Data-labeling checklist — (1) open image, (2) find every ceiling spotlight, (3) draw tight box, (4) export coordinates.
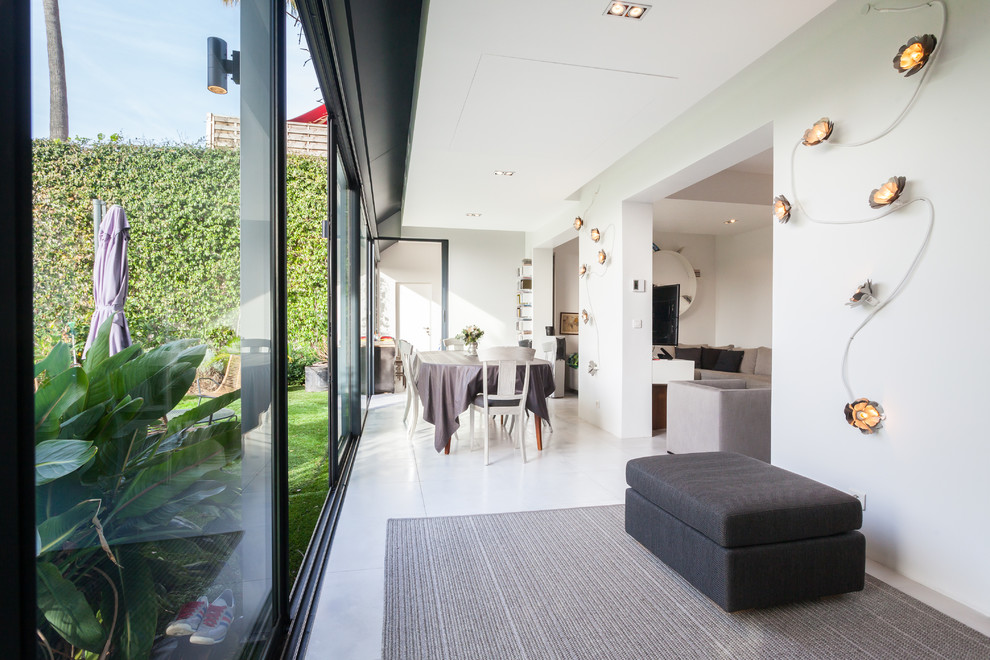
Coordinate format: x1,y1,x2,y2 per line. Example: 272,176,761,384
604,2,649,18
493,170,515,176
802,117,833,146
466,212,482,217
579,264,588,277
607,2,628,16
846,280,879,307
894,34,936,77
581,309,590,323
598,249,607,265
590,227,601,242
723,218,737,225
844,398,885,435
773,195,792,224
869,176,905,208
573,216,584,231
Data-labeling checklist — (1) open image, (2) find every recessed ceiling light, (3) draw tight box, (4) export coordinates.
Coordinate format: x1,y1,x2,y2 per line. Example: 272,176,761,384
604,2,649,19
493,170,515,176
607,2,628,16
466,212,482,217
724,218,737,225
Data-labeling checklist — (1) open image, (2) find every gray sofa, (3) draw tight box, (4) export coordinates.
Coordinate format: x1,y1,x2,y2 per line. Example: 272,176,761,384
666,379,771,462
656,344,772,386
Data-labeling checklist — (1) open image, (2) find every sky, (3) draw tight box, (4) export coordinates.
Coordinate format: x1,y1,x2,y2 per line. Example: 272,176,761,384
30,0,323,142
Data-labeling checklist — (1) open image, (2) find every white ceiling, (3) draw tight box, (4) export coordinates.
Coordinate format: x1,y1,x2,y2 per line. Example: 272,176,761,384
653,198,771,237
401,0,834,233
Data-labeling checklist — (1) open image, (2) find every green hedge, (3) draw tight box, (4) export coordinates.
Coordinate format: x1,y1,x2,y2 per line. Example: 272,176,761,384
33,138,328,370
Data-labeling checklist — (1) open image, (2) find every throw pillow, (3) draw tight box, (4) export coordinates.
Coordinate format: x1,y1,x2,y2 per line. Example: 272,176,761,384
712,349,743,373
700,347,723,370
674,346,702,368
738,348,758,374
755,346,773,376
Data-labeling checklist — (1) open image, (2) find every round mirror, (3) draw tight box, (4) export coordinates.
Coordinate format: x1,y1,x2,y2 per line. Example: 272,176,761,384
654,250,698,315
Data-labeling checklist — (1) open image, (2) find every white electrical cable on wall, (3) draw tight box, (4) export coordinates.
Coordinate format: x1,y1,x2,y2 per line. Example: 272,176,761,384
784,1,944,402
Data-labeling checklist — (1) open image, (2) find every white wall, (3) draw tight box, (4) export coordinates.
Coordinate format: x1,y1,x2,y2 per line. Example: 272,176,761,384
715,226,773,348
523,0,990,616
379,241,443,345
652,231,716,345
402,226,525,348
553,238,580,353
552,238,581,390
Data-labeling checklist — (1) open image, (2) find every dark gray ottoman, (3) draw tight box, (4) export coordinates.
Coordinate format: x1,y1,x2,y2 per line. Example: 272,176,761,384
625,451,865,612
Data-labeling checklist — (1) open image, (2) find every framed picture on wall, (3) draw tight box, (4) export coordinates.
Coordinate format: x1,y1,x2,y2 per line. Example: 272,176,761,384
560,312,579,335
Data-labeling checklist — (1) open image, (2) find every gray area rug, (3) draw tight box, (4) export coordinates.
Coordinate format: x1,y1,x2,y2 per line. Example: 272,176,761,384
382,505,990,660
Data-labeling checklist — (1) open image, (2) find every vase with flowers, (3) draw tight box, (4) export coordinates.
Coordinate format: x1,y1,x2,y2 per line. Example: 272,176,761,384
457,325,484,356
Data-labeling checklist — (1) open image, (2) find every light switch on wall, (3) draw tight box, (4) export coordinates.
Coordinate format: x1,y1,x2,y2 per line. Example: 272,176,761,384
632,319,642,329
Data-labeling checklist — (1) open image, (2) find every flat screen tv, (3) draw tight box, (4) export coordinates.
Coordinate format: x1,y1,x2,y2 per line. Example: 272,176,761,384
652,284,679,346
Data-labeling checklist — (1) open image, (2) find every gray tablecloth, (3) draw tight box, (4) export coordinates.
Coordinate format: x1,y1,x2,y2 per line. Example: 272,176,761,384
412,351,555,452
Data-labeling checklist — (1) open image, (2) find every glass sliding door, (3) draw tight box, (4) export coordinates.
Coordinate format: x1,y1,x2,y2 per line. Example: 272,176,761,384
30,0,286,657
360,217,371,408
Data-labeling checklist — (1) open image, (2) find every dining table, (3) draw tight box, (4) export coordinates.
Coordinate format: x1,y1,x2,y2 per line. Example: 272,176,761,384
410,350,555,454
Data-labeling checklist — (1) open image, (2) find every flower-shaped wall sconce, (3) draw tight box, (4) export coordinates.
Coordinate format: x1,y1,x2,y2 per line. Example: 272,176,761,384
844,398,885,434
573,216,584,231
581,309,590,324
590,228,601,242
802,117,833,146
894,34,936,77
579,264,588,277
846,280,879,307
587,360,598,376
597,249,607,265
869,176,905,208
773,195,791,224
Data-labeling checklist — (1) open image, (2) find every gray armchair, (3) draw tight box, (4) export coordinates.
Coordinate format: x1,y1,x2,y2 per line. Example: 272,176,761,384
666,379,771,462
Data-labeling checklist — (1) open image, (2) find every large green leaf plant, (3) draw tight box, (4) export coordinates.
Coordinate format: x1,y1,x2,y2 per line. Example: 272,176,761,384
34,319,241,659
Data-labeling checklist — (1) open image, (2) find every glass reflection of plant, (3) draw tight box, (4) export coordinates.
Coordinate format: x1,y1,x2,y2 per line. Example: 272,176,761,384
34,318,241,659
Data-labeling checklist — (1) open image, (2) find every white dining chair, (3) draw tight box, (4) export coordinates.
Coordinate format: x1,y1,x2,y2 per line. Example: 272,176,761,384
397,339,416,426
443,337,465,350
470,346,536,465
399,338,460,446
537,339,557,434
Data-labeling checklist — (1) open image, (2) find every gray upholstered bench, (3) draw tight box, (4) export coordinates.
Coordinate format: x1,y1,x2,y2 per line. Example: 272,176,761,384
625,451,865,612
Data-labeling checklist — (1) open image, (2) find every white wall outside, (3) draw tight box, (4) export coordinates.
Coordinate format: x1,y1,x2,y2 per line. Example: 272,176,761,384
379,241,443,347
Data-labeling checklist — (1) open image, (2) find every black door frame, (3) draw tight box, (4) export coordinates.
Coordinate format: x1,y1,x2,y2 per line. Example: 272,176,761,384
0,0,37,655
375,237,450,347
0,0,293,656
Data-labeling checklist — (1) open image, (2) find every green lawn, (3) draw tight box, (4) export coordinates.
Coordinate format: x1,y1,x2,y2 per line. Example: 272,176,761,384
285,386,331,580
179,385,330,582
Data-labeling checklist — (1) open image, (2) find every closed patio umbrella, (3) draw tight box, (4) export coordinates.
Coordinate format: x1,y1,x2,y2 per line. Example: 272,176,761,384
83,204,132,357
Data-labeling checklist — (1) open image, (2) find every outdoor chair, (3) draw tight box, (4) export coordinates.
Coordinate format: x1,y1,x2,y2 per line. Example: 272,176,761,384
192,354,241,424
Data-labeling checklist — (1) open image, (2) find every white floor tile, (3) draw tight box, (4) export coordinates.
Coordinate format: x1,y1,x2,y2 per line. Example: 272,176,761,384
303,392,990,657
305,568,384,660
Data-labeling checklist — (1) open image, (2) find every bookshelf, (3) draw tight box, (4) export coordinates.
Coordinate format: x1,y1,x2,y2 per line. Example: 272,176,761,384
516,258,533,341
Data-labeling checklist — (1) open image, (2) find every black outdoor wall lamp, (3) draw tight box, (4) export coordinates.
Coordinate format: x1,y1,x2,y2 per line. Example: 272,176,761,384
207,36,240,94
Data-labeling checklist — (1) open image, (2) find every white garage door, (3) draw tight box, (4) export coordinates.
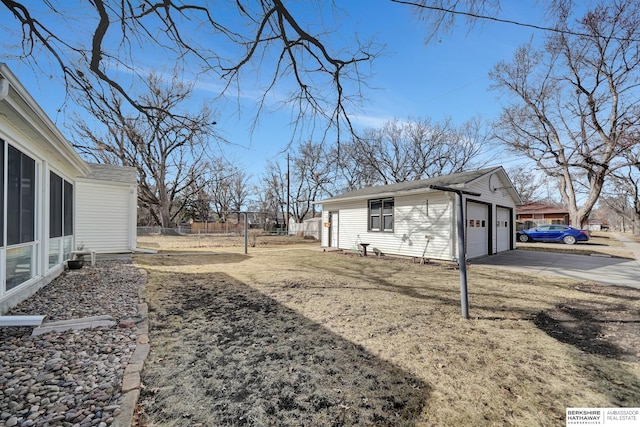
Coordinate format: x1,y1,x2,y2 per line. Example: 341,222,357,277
466,201,489,259
496,207,511,253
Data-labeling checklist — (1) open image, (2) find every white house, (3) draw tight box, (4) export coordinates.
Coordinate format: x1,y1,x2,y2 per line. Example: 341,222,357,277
0,63,137,313
317,167,522,261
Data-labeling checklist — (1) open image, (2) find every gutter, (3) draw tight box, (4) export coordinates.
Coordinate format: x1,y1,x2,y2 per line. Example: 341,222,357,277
0,77,9,101
316,185,466,205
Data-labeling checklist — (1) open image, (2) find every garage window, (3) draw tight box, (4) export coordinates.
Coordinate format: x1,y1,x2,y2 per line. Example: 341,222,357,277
368,198,394,232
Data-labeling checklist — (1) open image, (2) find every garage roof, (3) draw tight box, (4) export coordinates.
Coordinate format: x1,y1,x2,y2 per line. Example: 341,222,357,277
318,167,512,204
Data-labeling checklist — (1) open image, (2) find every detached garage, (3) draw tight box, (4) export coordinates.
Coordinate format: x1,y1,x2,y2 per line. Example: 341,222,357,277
317,167,522,261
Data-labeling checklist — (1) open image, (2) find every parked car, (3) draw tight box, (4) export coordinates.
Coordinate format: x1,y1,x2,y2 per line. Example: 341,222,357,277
516,224,589,245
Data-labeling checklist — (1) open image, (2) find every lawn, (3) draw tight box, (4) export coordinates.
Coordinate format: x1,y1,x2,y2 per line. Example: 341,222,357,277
134,234,640,426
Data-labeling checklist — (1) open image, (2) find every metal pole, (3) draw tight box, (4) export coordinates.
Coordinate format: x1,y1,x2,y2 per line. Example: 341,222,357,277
243,212,248,255
286,152,290,235
456,192,469,319
429,184,477,320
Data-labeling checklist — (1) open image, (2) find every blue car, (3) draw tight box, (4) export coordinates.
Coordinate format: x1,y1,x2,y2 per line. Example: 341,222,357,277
517,224,589,245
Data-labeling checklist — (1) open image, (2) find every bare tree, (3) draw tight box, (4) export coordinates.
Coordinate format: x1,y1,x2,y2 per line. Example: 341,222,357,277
396,0,583,44
290,141,336,222
258,141,336,226
598,185,637,233
335,142,379,193
202,159,247,224
229,170,251,220
184,178,213,225
394,0,502,43
0,0,383,143
607,147,640,234
506,165,545,203
490,0,640,228
618,133,640,234
71,72,217,229
260,161,288,228
340,116,487,187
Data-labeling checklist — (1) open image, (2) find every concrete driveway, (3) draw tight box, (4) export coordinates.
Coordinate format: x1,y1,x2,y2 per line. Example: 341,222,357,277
473,235,640,290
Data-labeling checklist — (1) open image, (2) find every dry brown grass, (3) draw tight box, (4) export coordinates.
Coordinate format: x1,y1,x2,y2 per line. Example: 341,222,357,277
136,233,317,251
134,236,640,426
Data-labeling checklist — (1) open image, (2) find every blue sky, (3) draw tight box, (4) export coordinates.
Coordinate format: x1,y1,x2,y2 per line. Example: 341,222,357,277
0,1,554,182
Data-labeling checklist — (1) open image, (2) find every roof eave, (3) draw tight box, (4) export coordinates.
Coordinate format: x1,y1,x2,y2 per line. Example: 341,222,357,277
315,185,461,205
0,63,90,176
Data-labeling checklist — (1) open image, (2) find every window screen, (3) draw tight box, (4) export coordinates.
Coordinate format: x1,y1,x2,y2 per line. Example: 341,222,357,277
7,145,36,245
50,172,63,238
63,180,73,236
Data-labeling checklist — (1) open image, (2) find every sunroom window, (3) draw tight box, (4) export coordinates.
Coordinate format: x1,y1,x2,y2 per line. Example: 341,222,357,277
7,145,35,245
49,172,74,268
6,144,36,290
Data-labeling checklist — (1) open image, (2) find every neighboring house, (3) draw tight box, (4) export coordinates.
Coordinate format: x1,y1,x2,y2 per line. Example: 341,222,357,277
516,202,569,228
317,167,522,261
0,63,137,313
587,219,609,232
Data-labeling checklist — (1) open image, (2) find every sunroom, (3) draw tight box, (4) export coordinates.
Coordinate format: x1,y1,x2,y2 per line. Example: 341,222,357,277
0,63,91,313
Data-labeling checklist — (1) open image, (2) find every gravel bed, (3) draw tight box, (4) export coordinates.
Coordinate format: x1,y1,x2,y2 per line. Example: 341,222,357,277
0,260,144,427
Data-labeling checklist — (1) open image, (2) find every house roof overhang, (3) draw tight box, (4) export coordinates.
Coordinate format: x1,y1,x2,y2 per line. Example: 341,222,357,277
0,63,90,176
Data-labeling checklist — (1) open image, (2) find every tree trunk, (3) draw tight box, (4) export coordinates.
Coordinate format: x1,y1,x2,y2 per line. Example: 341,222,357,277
634,199,640,235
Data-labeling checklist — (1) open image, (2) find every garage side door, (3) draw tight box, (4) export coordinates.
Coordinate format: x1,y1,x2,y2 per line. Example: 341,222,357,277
466,201,489,259
329,212,339,248
496,207,511,253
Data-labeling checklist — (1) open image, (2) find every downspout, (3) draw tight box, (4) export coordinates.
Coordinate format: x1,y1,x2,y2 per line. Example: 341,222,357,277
129,186,137,253
0,78,9,101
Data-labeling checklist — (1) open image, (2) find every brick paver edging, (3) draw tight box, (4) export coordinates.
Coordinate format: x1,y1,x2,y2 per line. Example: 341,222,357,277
113,270,150,427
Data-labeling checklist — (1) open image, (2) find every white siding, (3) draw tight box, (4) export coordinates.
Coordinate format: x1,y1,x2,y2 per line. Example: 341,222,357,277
322,192,455,261
391,193,454,259
464,172,518,255
75,180,136,253
333,199,366,252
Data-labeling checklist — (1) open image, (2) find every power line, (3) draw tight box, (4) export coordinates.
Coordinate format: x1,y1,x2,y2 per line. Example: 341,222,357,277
390,0,640,43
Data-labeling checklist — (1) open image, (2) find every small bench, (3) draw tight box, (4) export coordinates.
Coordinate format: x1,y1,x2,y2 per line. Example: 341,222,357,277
70,250,96,266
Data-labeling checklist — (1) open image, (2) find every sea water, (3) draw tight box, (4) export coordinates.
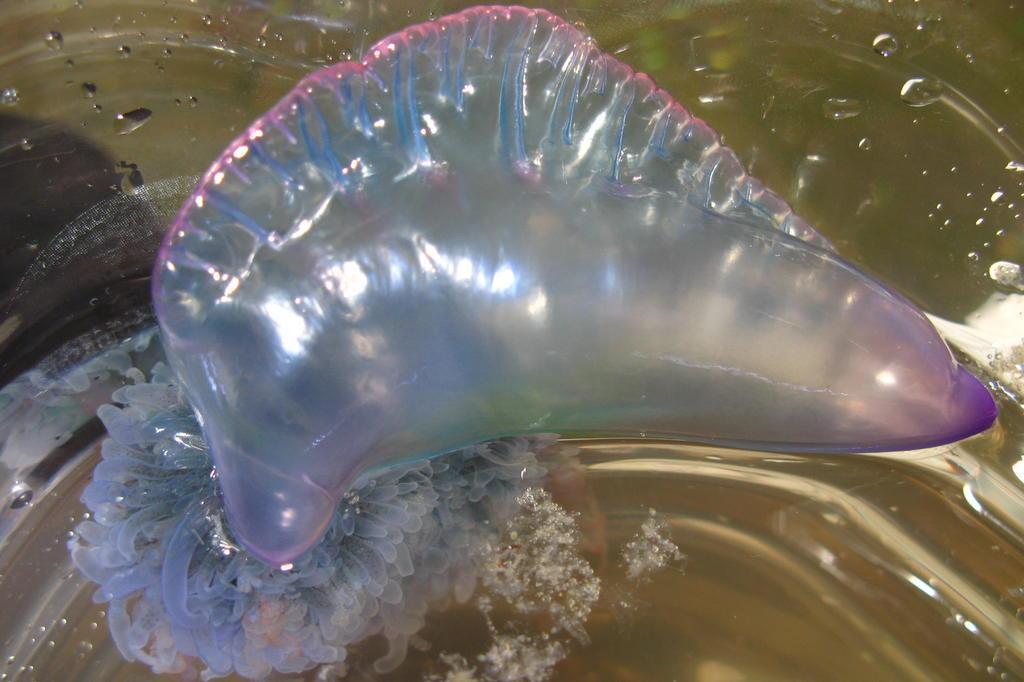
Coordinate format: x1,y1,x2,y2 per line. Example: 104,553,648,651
0,0,1022,680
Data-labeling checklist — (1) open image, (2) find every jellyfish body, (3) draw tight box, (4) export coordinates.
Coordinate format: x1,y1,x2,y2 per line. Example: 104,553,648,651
153,6,997,566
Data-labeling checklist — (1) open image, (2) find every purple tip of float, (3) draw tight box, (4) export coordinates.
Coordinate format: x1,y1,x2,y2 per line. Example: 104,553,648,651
854,363,997,454
950,365,999,442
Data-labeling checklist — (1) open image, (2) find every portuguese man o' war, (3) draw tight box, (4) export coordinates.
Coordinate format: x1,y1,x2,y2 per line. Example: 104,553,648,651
152,5,997,568
52,5,1000,678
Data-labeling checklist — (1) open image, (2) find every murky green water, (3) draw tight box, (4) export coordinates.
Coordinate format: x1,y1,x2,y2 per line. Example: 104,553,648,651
0,0,1023,680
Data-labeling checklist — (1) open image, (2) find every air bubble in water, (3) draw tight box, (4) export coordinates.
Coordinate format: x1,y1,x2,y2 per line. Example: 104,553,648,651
900,78,943,107
0,88,19,106
990,261,1024,290
114,107,152,135
858,137,872,150
10,490,32,509
118,44,131,56
81,82,96,98
1006,161,1024,172
872,33,898,57
45,31,64,50
823,97,862,120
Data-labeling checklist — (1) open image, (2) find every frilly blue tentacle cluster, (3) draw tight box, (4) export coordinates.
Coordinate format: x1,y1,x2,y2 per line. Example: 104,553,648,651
0,330,156,475
69,360,550,679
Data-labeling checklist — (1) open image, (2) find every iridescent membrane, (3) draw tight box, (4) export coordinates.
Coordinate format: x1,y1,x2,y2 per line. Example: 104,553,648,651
69,357,551,678
153,5,997,565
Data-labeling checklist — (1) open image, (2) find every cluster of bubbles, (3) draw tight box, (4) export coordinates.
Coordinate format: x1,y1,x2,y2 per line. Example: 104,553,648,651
990,261,1024,291
621,509,686,582
426,493,684,682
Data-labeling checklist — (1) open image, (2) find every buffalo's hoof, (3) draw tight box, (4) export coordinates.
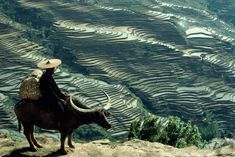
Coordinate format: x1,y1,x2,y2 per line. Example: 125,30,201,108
58,149,67,155
29,147,37,152
36,144,43,148
69,144,75,148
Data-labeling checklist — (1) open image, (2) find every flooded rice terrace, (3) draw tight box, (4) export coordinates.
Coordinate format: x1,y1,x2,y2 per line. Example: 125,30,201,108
0,0,235,139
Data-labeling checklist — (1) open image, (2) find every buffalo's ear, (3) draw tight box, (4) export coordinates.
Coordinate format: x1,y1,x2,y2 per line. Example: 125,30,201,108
104,111,112,117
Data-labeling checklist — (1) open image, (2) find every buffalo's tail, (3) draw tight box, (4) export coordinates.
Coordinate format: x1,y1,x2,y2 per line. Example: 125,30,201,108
17,118,22,132
15,100,23,132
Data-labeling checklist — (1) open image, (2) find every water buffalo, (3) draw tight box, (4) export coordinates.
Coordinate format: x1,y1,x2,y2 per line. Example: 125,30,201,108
14,92,111,155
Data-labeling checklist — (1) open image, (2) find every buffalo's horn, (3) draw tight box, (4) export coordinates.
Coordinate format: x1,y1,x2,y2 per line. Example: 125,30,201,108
103,91,111,110
69,91,111,112
70,96,96,113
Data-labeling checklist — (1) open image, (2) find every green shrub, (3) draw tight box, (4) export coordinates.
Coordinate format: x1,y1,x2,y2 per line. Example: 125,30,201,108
199,123,222,141
128,114,202,148
199,111,224,141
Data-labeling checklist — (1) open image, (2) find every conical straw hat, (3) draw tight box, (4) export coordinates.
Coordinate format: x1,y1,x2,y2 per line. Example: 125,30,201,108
37,59,61,69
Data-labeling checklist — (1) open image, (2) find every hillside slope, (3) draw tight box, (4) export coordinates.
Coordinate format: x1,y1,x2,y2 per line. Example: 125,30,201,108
1,134,235,157
1,0,235,142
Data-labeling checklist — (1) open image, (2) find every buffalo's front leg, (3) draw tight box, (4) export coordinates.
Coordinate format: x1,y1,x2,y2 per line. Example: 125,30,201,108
23,123,37,152
68,130,75,148
59,132,68,155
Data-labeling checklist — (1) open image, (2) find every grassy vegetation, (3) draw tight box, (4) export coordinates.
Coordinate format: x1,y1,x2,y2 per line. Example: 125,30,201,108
128,109,235,149
128,113,203,148
198,111,235,141
198,111,224,141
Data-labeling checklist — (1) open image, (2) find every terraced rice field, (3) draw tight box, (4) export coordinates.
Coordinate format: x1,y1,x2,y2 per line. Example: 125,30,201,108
0,0,235,138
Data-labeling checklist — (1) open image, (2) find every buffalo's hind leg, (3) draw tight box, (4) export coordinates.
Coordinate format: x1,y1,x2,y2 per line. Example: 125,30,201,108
31,126,43,148
23,123,37,152
68,130,75,148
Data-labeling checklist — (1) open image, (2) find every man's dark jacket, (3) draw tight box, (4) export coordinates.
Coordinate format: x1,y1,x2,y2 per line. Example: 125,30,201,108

• EXERCISE BRIEF
Using the entries above, repeat only the lines from the one containing "Data-labeling checklist — (1) open image, (2) find every flooded" through the one containing "horn, (3) draw tight box, (4) export coordinates.", end lines included.

• RESPONSE AREA
Data-labeling checklist — (1) open image, (2) find every flooded rice terrace, (3) draw tight box, (4) export coordinates.
Coordinate format: x1,y1,x2,y2 per line. Example: 125,30,201,108
0,0,235,139
Data-labeling checklist — (1) open image, (2) find every buffalo's ear, (3) draw tight box, (4) export coordinates.
Coordinate format: x1,y1,x2,y2 per line. Example: 125,30,201,108
104,111,112,117
Data-labeling checklist — (1) open image, (2) find every buffalo's tail, (3) draw tight box, (4) export coordinates.
Coordinate format: x1,y1,x2,y2 per line. Example: 125,30,201,108
17,118,22,132
15,100,23,132
Data-labeling checklist — (1) open image, (2) find every water buffalo, (3) draw tight box, (4) export coordinates.
Coordinate format: x1,y1,x2,y2 per line. Example: 125,30,201,108
14,92,111,155
Data-labeling checklist — (1) open image, (2) find every buffalo's horn, (3) draw tight box, (4) export coordinates.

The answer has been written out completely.